**Stored records**.
[start]
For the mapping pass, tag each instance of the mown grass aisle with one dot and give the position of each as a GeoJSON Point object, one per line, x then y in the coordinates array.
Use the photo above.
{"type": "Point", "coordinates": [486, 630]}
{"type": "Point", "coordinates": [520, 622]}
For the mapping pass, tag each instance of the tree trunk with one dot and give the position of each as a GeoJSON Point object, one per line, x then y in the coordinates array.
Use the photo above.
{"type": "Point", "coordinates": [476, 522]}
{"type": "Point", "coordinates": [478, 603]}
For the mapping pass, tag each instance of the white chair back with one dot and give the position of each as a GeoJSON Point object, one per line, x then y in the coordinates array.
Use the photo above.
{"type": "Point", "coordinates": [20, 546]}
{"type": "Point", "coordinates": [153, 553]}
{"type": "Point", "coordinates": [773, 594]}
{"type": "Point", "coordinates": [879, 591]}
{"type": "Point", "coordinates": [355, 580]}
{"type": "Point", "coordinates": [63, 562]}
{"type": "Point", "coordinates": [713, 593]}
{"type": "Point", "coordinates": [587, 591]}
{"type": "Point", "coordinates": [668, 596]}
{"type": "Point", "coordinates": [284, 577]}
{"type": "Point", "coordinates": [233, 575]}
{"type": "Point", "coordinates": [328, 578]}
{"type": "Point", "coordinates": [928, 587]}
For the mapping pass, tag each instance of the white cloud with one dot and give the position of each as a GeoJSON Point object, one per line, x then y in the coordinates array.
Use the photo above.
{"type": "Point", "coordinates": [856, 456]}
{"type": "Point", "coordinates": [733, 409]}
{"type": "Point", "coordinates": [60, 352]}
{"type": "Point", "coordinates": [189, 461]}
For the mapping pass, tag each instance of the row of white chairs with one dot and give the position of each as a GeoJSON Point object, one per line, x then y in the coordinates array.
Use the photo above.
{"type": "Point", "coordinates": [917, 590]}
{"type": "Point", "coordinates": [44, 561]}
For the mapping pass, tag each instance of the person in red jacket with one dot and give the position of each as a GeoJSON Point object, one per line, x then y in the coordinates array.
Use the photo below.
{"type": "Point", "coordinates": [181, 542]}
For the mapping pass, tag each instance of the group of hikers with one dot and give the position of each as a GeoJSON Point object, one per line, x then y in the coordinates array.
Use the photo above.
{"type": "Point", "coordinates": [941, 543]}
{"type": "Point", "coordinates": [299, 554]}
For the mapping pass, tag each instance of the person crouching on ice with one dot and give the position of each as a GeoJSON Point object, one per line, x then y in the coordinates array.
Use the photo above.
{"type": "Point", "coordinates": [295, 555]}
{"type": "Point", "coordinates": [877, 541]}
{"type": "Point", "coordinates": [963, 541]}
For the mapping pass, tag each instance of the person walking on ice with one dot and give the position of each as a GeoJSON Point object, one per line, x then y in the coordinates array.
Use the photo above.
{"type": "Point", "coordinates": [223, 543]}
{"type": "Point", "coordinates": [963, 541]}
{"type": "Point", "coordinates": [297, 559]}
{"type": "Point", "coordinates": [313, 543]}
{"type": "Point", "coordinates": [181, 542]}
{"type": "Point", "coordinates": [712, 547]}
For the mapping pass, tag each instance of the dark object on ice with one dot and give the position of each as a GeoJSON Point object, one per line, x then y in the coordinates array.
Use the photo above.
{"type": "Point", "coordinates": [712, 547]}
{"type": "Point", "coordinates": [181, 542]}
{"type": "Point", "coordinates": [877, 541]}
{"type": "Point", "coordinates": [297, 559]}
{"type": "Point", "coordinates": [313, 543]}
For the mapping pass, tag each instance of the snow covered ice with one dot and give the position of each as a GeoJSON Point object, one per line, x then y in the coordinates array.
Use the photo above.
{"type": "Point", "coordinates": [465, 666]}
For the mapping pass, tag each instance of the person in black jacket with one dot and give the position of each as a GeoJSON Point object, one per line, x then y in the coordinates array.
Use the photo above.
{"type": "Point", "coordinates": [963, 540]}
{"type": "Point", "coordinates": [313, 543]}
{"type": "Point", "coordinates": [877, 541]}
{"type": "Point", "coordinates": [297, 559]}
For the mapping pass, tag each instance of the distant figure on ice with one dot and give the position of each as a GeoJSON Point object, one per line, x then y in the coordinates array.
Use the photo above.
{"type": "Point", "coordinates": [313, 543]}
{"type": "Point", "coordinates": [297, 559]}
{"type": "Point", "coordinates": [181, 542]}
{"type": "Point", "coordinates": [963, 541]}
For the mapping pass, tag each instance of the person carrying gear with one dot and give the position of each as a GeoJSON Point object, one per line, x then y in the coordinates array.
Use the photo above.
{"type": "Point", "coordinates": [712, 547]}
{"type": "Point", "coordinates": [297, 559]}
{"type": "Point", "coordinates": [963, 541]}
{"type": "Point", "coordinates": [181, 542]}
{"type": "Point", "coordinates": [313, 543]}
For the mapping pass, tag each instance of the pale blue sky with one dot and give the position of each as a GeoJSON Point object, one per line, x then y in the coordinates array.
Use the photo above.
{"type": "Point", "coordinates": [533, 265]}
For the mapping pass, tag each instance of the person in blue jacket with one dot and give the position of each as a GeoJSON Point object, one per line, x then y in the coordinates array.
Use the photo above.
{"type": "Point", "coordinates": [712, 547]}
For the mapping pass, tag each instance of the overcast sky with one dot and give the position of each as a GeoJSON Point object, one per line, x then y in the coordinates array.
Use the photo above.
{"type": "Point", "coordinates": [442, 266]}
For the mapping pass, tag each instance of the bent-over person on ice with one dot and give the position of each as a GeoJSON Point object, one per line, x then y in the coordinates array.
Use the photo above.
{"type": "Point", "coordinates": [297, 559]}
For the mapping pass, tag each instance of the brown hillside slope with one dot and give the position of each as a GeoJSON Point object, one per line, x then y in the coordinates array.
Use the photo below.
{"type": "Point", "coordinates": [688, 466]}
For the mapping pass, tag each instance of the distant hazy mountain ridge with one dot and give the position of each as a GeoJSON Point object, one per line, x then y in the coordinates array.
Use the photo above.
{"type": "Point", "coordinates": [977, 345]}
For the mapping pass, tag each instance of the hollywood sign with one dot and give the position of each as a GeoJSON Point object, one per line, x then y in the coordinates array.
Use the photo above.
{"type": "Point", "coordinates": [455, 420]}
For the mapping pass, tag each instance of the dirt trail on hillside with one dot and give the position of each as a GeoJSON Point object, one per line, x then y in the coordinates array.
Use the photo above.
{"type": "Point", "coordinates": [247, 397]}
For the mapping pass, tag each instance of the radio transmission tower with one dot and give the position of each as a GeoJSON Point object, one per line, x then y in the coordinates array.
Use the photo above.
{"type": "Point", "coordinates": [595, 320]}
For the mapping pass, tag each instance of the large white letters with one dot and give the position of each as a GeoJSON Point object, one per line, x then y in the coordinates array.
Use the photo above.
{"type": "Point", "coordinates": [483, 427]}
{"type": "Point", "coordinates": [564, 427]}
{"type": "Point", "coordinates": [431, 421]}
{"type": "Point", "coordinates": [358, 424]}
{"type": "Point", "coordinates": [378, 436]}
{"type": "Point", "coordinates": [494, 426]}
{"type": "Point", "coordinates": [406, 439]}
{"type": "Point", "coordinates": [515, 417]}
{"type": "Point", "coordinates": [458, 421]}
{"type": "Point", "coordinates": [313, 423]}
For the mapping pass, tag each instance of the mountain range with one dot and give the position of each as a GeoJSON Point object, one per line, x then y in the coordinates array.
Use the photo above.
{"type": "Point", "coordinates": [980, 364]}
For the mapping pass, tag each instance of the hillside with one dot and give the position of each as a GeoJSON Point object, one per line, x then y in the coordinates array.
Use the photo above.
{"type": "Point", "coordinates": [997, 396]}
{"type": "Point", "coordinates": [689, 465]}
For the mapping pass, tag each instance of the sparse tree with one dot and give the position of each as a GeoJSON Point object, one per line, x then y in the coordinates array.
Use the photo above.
[end]
**Short task**. Copy all of the records above line for line, keeping every word, number, and punctuation mark unchanged.

**Result for this task**.
For the mapping pass, tag each instance of the mown grass aisle with one dot and give the position of each as a GeoJSON Point object, one per line, x then y in the coordinates array.
Use the photo above.
{"type": "Point", "coordinates": [486, 630]}
{"type": "Point", "coordinates": [520, 622]}
For the mapping pass, tag each instance of the tree trunk with one dot and give the position of each as a GeoJSON Point object, one per line, x then y in the coordinates array.
Use the photo above.
{"type": "Point", "coordinates": [476, 522]}
{"type": "Point", "coordinates": [478, 603]}
For the mapping pass, tag each instance of the white chair back with one dot and give the position of each as a GeoJSON Point object, one per line, x then y in the coordinates array.
Use the photo above.
{"type": "Point", "coordinates": [20, 546]}
{"type": "Point", "coordinates": [153, 553]}
{"type": "Point", "coordinates": [773, 594]}
{"type": "Point", "coordinates": [879, 591]}
{"type": "Point", "coordinates": [355, 580]}
{"type": "Point", "coordinates": [63, 562]}
{"type": "Point", "coordinates": [713, 593]}
{"type": "Point", "coordinates": [587, 591]}
{"type": "Point", "coordinates": [668, 596]}
{"type": "Point", "coordinates": [284, 577]}
{"type": "Point", "coordinates": [233, 575]}
{"type": "Point", "coordinates": [328, 578]}
{"type": "Point", "coordinates": [928, 587]}
For the mapping pass, tag each instance of the white cloud with one dot and give the position of each as a GeoJSON Point object, one per line, x then y in the coordinates array.
Use the photo above.
{"type": "Point", "coordinates": [856, 456]}
{"type": "Point", "coordinates": [733, 409]}
{"type": "Point", "coordinates": [60, 352]}
{"type": "Point", "coordinates": [189, 461]}
For the mapping pass, tag each instance of the row of white chairs with one dot and give the position of each as a GeoJSON Point object, one per line, x then y in the coordinates array.
Use the photo above.
{"type": "Point", "coordinates": [917, 590]}
{"type": "Point", "coordinates": [44, 561]}
For the mapping pass, tag each instance of the person in red jacket with one dot and give the position of each as a GeoJSON Point object, one per line, x then y in the coordinates array.
Use the photo below.
{"type": "Point", "coordinates": [181, 542]}
For the mapping pass, tag each instance of the group of hikers with one dot and give the position of each as a GeoJSON Point object, one per line, x then y in the coordinates array.
Use the photo above.
{"type": "Point", "coordinates": [941, 543]}
{"type": "Point", "coordinates": [299, 554]}
For the mapping pass, tag each instance of the person crouching on ice with one dot and give the position of each as a GeoJSON Point object, one per line, x then y in the coordinates array.
Use the photo above.
{"type": "Point", "coordinates": [295, 555]}
{"type": "Point", "coordinates": [877, 541]}
{"type": "Point", "coordinates": [963, 541]}
For the mapping pass, tag each instance of the person walking on ice with one dot and give the position of each as a GeoJSON Point object, one per line, x then y in the coordinates array.
Use the photo above.
{"type": "Point", "coordinates": [223, 543]}
{"type": "Point", "coordinates": [963, 541]}
{"type": "Point", "coordinates": [297, 559]}
{"type": "Point", "coordinates": [313, 543]}
{"type": "Point", "coordinates": [181, 542]}
{"type": "Point", "coordinates": [712, 547]}
For the mapping pass, tag each instance of the dark object on ice with one dot and give the position of each as a GeoJSON Point object, one per line, x then y in the coordinates array.
Use the photo above.
{"type": "Point", "coordinates": [712, 547]}
{"type": "Point", "coordinates": [181, 542]}
{"type": "Point", "coordinates": [877, 541]}
{"type": "Point", "coordinates": [297, 559]}
{"type": "Point", "coordinates": [313, 543]}
For the mapping pass, tag each instance of the snow covered ice with one dot and give the position of each as a GeoJSON Point object, one per line, x then y in the coordinates array.
Use the photo above.
{"type": "Point", "coordinates": [465, 666]}
For the mapping pass, tag each instance of the person in black jacket with one dot and give the position of each as a GeoJSON Point object, one per line, x then y in the coordinates array.
Use the photo above.
{"type": "Point", "coordinates": [963, 540]}
{"type": "Point", "coordinates": [313, 543]}
{"type": "Point", "coordinates": [877, 541]}
{"type": "Point", "coordinates": [297, 559]}
For the mapping pass, tag each instance of the distant figure on ice with one dot and give the position of each as a GeoJSON Point object, one per line, x then y in the coordinates array.
Use the photo above.
{"type": "Point", "coordinates": [313, 543]}
{"type": "Point", "coordinates": [297, 559]}
{"type": "Point", "coordinates": [181, 542]}
{"type": "Point", "coordinates": [963, 541]}
For the mapping pass, tag each instance of the person carrying gear with one dot and give the position of each as a GeoJSON Point object, one per line, x then y in the coordinates array.
Use the photo above.
{"type": "Point", "coordinates": [712, 547]}
{"type": "Point", "coordinates": [297, 559]}
{"type": "Point", "coordinates": [963, 541]}
{"type": "Point", "coordinates": [181, 542]}
{"type": "Point", "coordinates": [313, 543]}
For the mapping pass, tag each instance of the pale blue sky with one dot and give the position of each as a GeoJSON Point object, one per line, x then y in the coordinates array.
Use the photo above.
{"type": "Point", "coordinates": [533, 265]}
For the mapping pass, tag each instance of the person in blue jacket with one dot and give the position of each as a GeoJSON Point object, one per line, x then y in the coordinates array.
Use the photo above.
{"type": "Point", "coordinates": [712, 547]}
For the mapping pass, tag each instance of the overcast sky with one dot and give the position of each as a GeoJSON Point object, one per line, x then y in the coordinates array.
Use the photo above.
{"type": "Point", "coordinates": [442, 266]}
For the mapping pass, tag each instance of the bent-over person on ice with one dot and give the position of each as a GeoJSON Point object, one per line, x then y in the coordinates array.
Use the photo above.
{"type": "Point", "coordinates": [297, 559]}
For the mapping pass, tag each instance of the brown hillside slope with one dot and give the position of each as a GeoJSON Point object, one per line, x then y in the coordinates array.
Use the photo below.
{"type": "Point", "coordinates": [688, 466]}
For the mapping pass, tag each instance of the distant hazy mountain ridge with one dot and give the position of each as a GeoJSON Point object, one per line, x then y in the coordinates array.
Use the photo above.
{"type": "Point", "coordinates": [977, 345]}
For the mapping pass, tag each instance of the hollywood sign with one dot and give the position of each as a GeoJSON Point object, one per line, x then y in the coordinates array.
Use the photo above.
{"type": "Point", "coordinates": [455, 420]}
For the mapping pass, tag each instance of the dirt trail on hillside with one dot and give the position of each as a GeoJSON Point object, one per line, x then y in the coordinates array.
Use the photo above.
{"type": "Point", "coordinates": [247, 397]}
For the mapping pass, tag each instance of the radio transmission tower with one dot and give the position of each as a GeoJSON Point object, one per line, x then y in the coordinates array.
Use the photo above.
{"type": "Point", "coordinates": [595, 320]}
For the mapping pass, tag each instance of the large white letters with one dot and give the position of each as a GeoJSON Point object, one per line, x then y in the coordinates array.
Use the photo above.
{"type": "Point", "coordinates": [483, 427]}
{"type": "Point", "coordinates": [564, 427]}
{"type": "Point", "coordinates": [431, 421]}
{"type": "Point", "coordinates": [358, 424]}
{"type": "Point", "coordinates": [378, 436]}
{"type": "Point", "coordinates": [494, 426]}
{"type": "Point", "coordinates": [406, 439]}
{"type": "Point", "coordinates": [515, 417]}
{"type": "Point", "coordinates": [458, 421]}
{"type": "Point", "coordinates": [313, 423]}
For the mapping pass, tag each instance of the mountain range with one dot and give the position of each as a GeoJSON Point object, one per line, x then y in the coordinates array.
Use the photo above.
{"type": "Point", "coordinates": [980, 364]}
For the mapping pass, tag each instance of the hillside with one dot and give the position of each as a GeoJSON Point object, one per line, x then y in the coordinates array.
Use the photo above.
{"type": "Point", "coordinates": [997, 396]}
{"type": "Point", "coordinates": [689, 465]}
For the mapping pass, tag each instance of the sparse tree with one dot and give the position of each as a GeoJSON Point object, one per line, x then y in the coordinates array.
Use the photo above.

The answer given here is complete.